## Data extracts
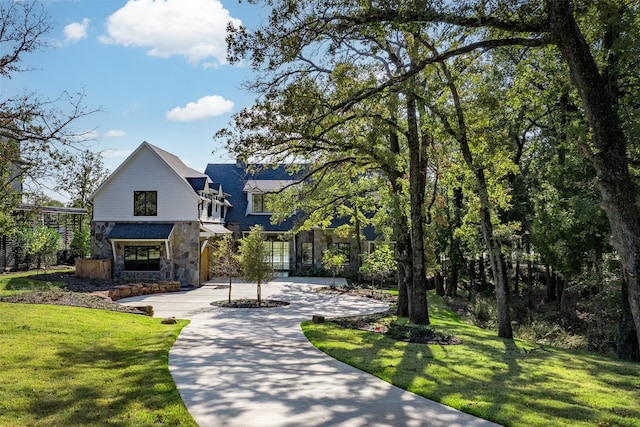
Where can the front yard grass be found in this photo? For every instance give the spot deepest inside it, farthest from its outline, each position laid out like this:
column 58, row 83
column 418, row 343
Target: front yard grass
column 18, row 282
column 68, row 366
column 511, row 382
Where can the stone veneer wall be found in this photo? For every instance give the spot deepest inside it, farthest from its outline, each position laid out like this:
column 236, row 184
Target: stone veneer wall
column 182, row 265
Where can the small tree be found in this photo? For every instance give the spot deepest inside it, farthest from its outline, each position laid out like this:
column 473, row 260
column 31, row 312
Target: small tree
column 333, row 260
column 43, row 243
column 380, row 262
column 253, row 258
column 81, row 244
column 225, row 259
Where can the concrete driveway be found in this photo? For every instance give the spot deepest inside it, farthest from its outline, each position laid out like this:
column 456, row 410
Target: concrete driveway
column 255, row 367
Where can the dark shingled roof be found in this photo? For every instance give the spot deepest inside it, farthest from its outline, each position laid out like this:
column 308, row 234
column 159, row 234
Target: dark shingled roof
column 233, row 179
column 147, row 231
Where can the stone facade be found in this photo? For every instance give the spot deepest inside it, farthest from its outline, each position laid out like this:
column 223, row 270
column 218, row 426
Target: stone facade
column 181, row 264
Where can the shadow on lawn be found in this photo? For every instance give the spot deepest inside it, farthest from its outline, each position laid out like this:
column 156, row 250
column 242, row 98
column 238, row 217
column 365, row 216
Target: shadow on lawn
column 140, row 386
column 247, row 368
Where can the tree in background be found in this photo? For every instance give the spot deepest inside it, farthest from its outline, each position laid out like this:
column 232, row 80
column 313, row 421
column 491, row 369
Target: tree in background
column 254, row 259
column 81, row 243
column 379, row 263
column 83, row 174
column 43, row 243
column 34, row 132
column 225, row 259
column 333, row 260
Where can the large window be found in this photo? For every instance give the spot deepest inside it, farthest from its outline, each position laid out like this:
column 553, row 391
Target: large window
column 259, row 202
column 142, row 258
column 145, row 203
column 278, row 254
column 307, row 253
column 344, row 248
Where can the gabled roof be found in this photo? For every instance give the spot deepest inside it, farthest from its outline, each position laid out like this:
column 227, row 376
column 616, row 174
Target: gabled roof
column 233, row 178
column 140, row 231
column 182, row 171
column 175, row 163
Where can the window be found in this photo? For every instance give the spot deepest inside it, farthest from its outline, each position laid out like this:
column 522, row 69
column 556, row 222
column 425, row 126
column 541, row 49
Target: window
column 145, row 203
column 278, row 254
column 142, row 258
column 345, row 248
column 259, row 202
column 307, row 253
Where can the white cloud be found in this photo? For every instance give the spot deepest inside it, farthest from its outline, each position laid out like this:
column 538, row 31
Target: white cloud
column 204, row 108
column 76, row 31
column 115, row 154
column 115, row 134
column 195, row 29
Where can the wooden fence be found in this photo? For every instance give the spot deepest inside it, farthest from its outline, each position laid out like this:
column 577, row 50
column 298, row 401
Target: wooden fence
column 93, row 268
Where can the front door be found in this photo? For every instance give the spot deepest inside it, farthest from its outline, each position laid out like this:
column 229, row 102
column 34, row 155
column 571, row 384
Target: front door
column 204, row 264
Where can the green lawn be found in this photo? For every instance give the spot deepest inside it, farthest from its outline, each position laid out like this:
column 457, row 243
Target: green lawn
column 17, row 282
column 77, row 366
column 514, row 383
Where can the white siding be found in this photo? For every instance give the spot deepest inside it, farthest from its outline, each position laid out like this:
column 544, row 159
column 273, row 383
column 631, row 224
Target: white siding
column 145, row 172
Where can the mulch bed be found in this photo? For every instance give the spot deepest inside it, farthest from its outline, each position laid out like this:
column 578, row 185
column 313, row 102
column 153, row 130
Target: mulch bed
column 250, row 303
column 74, row 299
column 383, row 323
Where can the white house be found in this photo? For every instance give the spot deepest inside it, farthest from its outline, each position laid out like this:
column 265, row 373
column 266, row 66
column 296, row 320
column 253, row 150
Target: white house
column 154, row 216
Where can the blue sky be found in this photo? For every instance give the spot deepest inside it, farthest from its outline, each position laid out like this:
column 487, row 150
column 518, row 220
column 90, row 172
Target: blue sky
column 154, row 68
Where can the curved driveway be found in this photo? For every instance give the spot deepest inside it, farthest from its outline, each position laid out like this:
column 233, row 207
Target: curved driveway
column 255, row 367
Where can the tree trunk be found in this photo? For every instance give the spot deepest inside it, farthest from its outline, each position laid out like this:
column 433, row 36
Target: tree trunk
column 551, row 288
column 405, row 278
column 610, row 159
column 259, row 290
column 401, row 230
column 437, row 279
column 495, row 258
column 452, row 284
column 627, row 341
column 418, row 312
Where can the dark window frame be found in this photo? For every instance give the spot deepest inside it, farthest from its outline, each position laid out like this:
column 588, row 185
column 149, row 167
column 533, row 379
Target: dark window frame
column 259, row 203
column 344, row 247
column 141, row 258
column 145, row 203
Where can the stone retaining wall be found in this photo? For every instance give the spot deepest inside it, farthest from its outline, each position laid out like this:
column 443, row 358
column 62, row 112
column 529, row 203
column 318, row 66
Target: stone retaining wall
column 136, row 289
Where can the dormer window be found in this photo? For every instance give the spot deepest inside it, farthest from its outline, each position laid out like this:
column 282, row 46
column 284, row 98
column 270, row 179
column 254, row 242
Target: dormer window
column 145, row 203
column 259, row 203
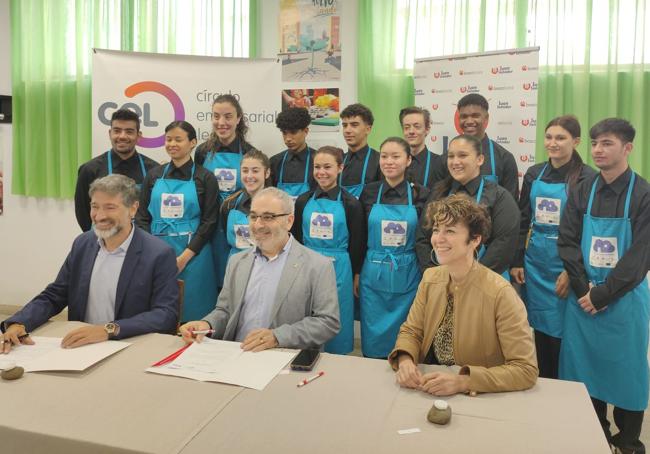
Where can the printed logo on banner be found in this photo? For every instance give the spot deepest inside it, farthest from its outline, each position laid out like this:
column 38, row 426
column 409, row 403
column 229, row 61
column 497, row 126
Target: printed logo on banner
column 144, row 111
column 603, row 252
column 469, row 89
column 393, row 233
column 442, row 74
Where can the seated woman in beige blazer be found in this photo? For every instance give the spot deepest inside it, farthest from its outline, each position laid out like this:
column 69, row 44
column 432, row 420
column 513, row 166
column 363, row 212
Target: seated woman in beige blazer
column 464, row 314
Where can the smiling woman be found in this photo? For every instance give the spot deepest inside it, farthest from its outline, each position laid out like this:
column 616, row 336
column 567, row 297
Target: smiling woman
column 464, row 314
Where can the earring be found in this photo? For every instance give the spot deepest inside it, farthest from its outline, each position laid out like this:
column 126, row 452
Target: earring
column 433, row 258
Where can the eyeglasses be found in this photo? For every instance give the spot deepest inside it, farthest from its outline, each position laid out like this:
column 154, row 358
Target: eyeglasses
column 266, row 217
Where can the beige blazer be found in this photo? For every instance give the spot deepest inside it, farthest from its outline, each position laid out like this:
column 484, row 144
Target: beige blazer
column 492, row 339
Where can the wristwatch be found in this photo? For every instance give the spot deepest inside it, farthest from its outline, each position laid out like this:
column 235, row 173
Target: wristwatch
column 112, row 329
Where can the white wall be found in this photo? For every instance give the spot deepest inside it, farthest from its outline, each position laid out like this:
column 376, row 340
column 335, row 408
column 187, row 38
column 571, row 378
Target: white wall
column 36, row 234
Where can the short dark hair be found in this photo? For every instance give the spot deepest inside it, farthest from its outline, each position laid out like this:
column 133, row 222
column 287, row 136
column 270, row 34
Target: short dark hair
column 459, row 208
column 293, row 119
column 335, row 152
column 398, row 141
column 358, row 110
column 415, row 110
column 185, row 126
column 619, row 127
column 473, row 99
column 126, row 115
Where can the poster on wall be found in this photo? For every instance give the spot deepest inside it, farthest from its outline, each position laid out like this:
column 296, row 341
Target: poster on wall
column 507, row 79
column 322, row 103
column 144, row 83
column 310, row 40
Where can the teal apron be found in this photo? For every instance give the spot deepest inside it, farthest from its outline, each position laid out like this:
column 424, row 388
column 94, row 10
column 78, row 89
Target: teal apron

## About this exercise
Would you filter the records and copy each line that contains the word "teal"?

## Response to this task
Where can the teal apron be found in this photo? For every instance give the spot deepest inside it, farthest from its outline, each position laid out like this:
Target: teal apron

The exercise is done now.